# Brief:
Copy out the data below as written; omit any images.

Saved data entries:
**********

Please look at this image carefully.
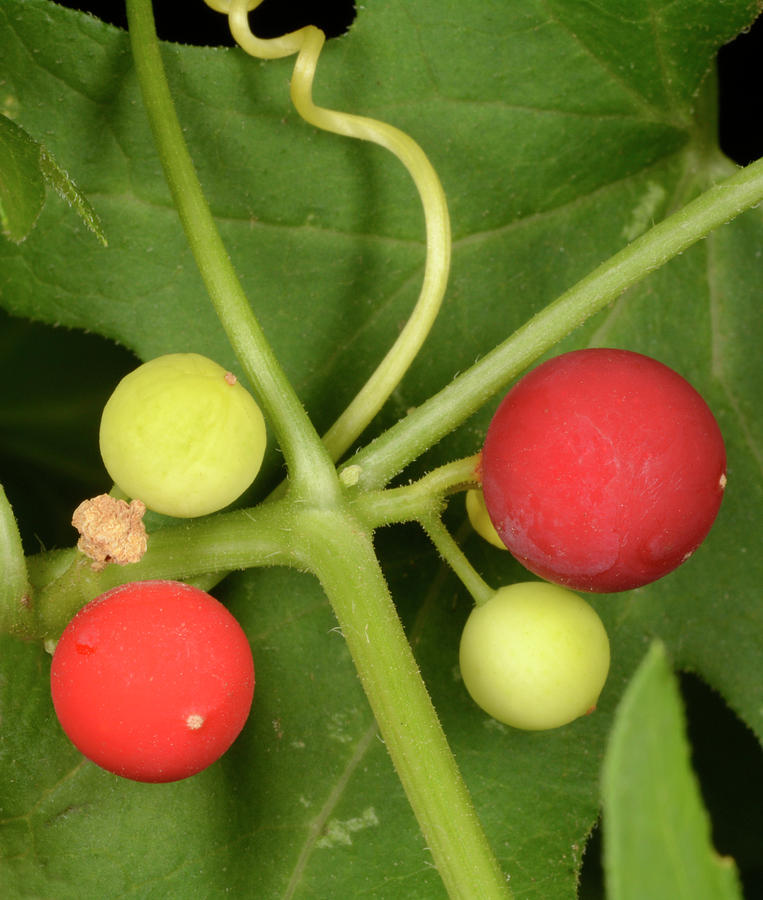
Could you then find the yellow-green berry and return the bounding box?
[99,353,266,518]
[459,581,610,730]
[466,488,506,549]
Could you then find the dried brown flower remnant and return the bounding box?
[72,494,148,571]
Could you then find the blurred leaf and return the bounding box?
[0,482,29,630]
[0,113,44,242]
[0,309,137,552]
[0,0,761,897]
[601,642,743,900]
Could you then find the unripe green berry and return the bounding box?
[459,582,610,730]
[99,353,266,518]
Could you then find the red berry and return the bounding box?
[481,349,726,592]
[50,580,254,782]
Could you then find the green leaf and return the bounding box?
[38,147,107,246]
[0,114,45,242]
[0,0,761,897]
[601,642,743,900]
[0,482,30,633]
[0,113,106,245]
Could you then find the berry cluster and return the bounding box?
[50,346,727,778]
[51,354,261,781]
[463,348,726,729]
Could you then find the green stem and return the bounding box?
[23,454,482,640]
[296,507,511,899]
[27,501,299,638]
[124,0,338,506]
[347,155,763,489]
[422,515,494,608]
[351,455,480,528]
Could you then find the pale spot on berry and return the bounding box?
[186,714,205,730]
[224,371,237,385]
[719,472,727,490]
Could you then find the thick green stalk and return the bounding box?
[348,156,763,489]
[295,507,511,899]
[27,501,299,638]
[124,0,338,506]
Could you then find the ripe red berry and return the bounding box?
[481,349,726,592]
[50,580,254,782]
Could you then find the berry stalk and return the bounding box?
[26,501,299,639]
[421,515,495,608]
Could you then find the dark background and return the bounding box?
[9,3,763,897]
[59,0,762,165]
[62,0,357,42]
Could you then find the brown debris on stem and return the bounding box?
[72,494,148,571]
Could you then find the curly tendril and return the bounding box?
[204,0,451,462]
[204,0,309,59]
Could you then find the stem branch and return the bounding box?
[27,500,300,638]
[348,156,763,488]
[351,455,480,528]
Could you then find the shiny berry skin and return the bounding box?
[99,353,267,518]
[459,582,610,730]
[50,580,254,783]
[482,349,726,592]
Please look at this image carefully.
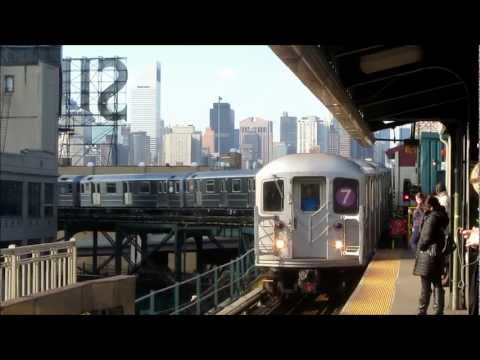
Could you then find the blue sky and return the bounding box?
[63,46,331,141]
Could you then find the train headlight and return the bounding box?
[335,240,344,250]
[275,239,286,250]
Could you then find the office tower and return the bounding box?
[297,116,328,154]
[203,128,215,154]
[164,125,200,166]
[373,128,391,165]
[327,123,340,155]
[129,131,151,165]
[272,142,288,160]
[233,129,240,150]
[209,101,234,154]
[280,112,297,154]
[240,131,261,169]
[128,62,163,165]
[240,117,273,167]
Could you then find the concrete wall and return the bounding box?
[0,275,136,315]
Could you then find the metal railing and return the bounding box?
[0,240,77,303]
[135,248,261,315]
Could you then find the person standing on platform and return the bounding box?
[409,193,426,252]
[416,196,449,315]
[459,163,480,315]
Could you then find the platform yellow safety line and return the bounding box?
[340,258,400,315]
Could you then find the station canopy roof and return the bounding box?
[270,45,476,146]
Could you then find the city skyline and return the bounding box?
[62,46,331,142]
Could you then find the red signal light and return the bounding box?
[403,193,410,201]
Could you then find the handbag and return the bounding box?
[413,248,438,277]
[441,234,457,256]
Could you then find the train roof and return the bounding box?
[187,169,256,180]
[78,172,194,182]
[351,159,379,175]
[256,153,364,179]
[58,175,85,182]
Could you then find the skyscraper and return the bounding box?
[209,101,234,154]
[128,62,163,165]
[338,126,352,158]
[373,128,391,165]
[164,125,201,166]
[327,123,340,155]
[297,116,328,154]
[280,112,297,154]
[240,131,261,169]
[202,128,215,155]
[272,142,288,160]
[240,117,273,167]
[129,131,151,165]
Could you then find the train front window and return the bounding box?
[333,178,359,214]
[301,183,320,212]
[263,180,284,212]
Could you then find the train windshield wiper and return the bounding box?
[274,178,284,200]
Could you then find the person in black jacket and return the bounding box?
[417,195,449,315]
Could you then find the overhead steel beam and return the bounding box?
[270,45,374,146]
[333,45,385,59]
[367,97,467,121]
[358,81,465,109]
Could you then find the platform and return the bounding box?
[340,249,467,315]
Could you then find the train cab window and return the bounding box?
[263,180,284,212]
[333,178,359,214]
[59,183,72,194]
[81,184,85,193]
[140,182,151,193]
[106,183,117,194]
[232,179,241,193]
[206,180,215,193]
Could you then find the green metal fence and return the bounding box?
[135,248,260,315]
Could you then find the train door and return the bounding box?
[292,177,327,258]
[92,183,101,206]
[219,179,227,207]
[195,180,202,207]
[248,178,255,207]
[123,182,132,206]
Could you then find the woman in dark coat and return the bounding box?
[409,192,426,252]
[416,195,449,315]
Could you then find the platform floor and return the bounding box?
[340,249,467,315]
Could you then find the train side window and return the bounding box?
[175,181,180,193]
[263,180,284,212]
[232,179,241,193]
[333,178,359,214]
[96,184,100,193]
[123,183,128,193]
[196,180,201,192]
[106,183,117,194]
[206,180,215,193]
[140,182,150,193]
[157,181,164,193]
[168,181,174,193]
[81,184,85,193]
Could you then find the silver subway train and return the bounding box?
[58,170,256,210]
[254,153,390,294]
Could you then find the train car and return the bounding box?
[58,175,84,208]
[185,170,256,209]
[254,153,390,294]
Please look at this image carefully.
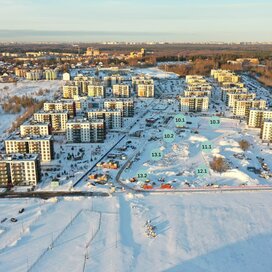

**********

# Answer to this exercise:
Please look at this image carefully.
Could you then find the yellow-green berry and return the bounding box?
[99,353,266,518]
[459,581,610,730]
[466,488,506,549]
Could you then find the dried brown flower remnant and return the bounding box?
[72,494,148,571]
Could you then find the blurred leaf and return the bounding box?
[0,482,29,630]
[0,113,44,242]
[0,309,137,552]
[0,0,761,897]
[601,642,743,900]
Could you then find the unripe green berry and return the bounding box?
[459,582,610,730]
[99,353,266,518]
Could you then find the red berry and return the bounding box?
[481,349,726,592]
[50,580,254,782]
Could you then find the green leaf and return the bounding box?
[38,147,107,246]
[0,114,45,242]
[0,0,761,897]
[601,642,743,900]
[0,482,30,633]
[0,113,106,245]
Could you then find the berry cluster and return the bounding box?
[50,346,727,778]
[51,354,261,781]
[463,348,726,729]
Could you then find the green stem and return the bounding box?
[23,454,482,640]
[296,507,511,899]
[27,501,299,638]
[124,0,338,506]
[347,155,763,489]
[422,515,494,608]
[351,455,480,528]
Could you then find the pale spot on berry and return the bounding box?
[186,714,205,730]
[224,371,237,385]
[719,472,727,490]
Could you then find the thick green stalk and return the bounding box?
[348,156,763,489]
[295,507,511,899]
[27,501,299,638]
[124,0,338,506]
Could you then find the ripe red berry and return the bounding box?
[481,349,726,592]
[50,580,254,782]
Could you then find the berry stalk and return the bounding box?
[26,501,299,639]
[421,515,495,608]
Could you then find the dark background and return the bounding box?
[9,3,763,897]
[59,0,762,165]
[62,0,357,42]
Could you then find the brown debris on stem and return the bounding box?
[72,494,148,571]
Could you then find the curly tendril and return the bounding box?
[204,0,451,462]
[204,0,309,59]
Could you then find the stem branch and return the bounding box?
[27,500,300,638]
[348,156,763,488]
[351,455,480,528]
Could you then find the shiny berry skin and return the bounding box?
[99,353,267,518]
[459,582,610,730]
[50,580,254,783]
[482,349,726,592]
Please look at this image carefully.
Could you then find the blue sky and return the bounding box?
[63,46,331,141]
Could you then find the train headlight and return the bounding box?
[335,240,344,250]
[275,239,286,250]
Could you then find the office tower and return the bounding box?
[297,116,328,154]
[203,128,215,154]
[164,125,200,166]
[373,128,391,165]
[327,123,340,155]
[129,131,151,165]
[272,142,288,160]
[233,129,240,150]
[209,101,234,154]
[280,112,297,154]
[240,131,261,169]
[128,62,163,165]
[240,117,273,167]
Could you then find the concrete wall and return the bounding box?
[0,275,136,315]
Could you then find the metal railing and return the bounding box?
[0,240,77,303]
[135,248,261,315]
Could you then find the person standing on platform and return the bounding box?
[409,193,426,252]
[416,196,449,315]
[459,163,480,315]
Could you then find the platform yellow safety line and return the bounding box?
[340,258,400,315]
Could you then find the station canopy roof and return the bounding box?
[270,45,476,146]
Could you then find the city skyline and return the bounding box?
[62,46,331,142]
Could you then find the red signal light and return the bounding box?
[403,193,410,201]
Could you then find the handbag and return the bounding box?
[413,248,438,277]
[441,234,457,256]
Could you then find the train roof and return the bounding box?
[187,169,256,180]
[78,172,194,182]
[351,159,379,175]
[256,153,364,179]
[58,175,85,182]
Could you then find the skyscraper and return the bounding box?
[209,101,234,154]
[128,62,163,165]
[338,126,352,158]
[373,128,391,165]
[164,125,201,166]
[327,123,340,155]
[297,116,328,154]
[280,112,297,154]
[240,131,261,169]
[202,128,215,155]
[272,142,288,160]
[240,117,273,167]
[129,131,151,165]
Could you then find the train front window and return the bounding box?
[333,178,359,214]
[301,183,320,212]
[263,180,284,212]
Could you then find the train windshield wiper and return the bounding box?
[274,178,284,200]
Could you then find the person in black jacket and return the bounding box?
[417,195,449,315]
Could you then find the overhead steel beam and return the bounding box?
[270,45,374,146]
[333,45,385,59]
[367,97,467,121]
[358,81,465,109]
Could you then find the platform and return the bounding box?
[340,249,467,315]
Could you then find the train cab window and return the bounding box?
[263,180,284,212]
[333,178,359,214]
[59,183,72,194]
[81,184,85,193]
[140,182,151,193]
[106,183,117,194]
[232,179,241,193]
[206,180,215,193]
Could you then find the green metal fence and return the bounding box?
[135,248,260,315]
Could you then find the train door and return the bounding box?
[292,177,327,258]
[92,183,101,206]
[219,179,227,207]
[195,180,202,207]
[248,178,255,207]
[123,182,132,206]
Could you then find the woman in dark coat and return the bounding box?
[409,192,426,252]
[416,195,449,315]
Could you then find the platform floor and return the bounding box?
[340,249,467,315]
Could you then find the train side window and return the bounding box?
[175,181,180,193]
[263,180,284,212]
[232,179,241,193]
[333,178,359,214]
[96,184,100,193]
[123,183,128,193]
[196,180,201,192]
[106,183,117,194]
[206,180,215,193]
[140,182,150,193]
[157,181,164,193]
[168,181,174,193]
[81,184,85,193]
Could you then find the silver subway train and return the bounding box?
[58,170,256,210]
[254,153,390,294]
Could you then find the train car and return the bounding box?
[58,175,84,208]
[185,170,256,209]
[254,153,390,294]
Please look at this image carefully.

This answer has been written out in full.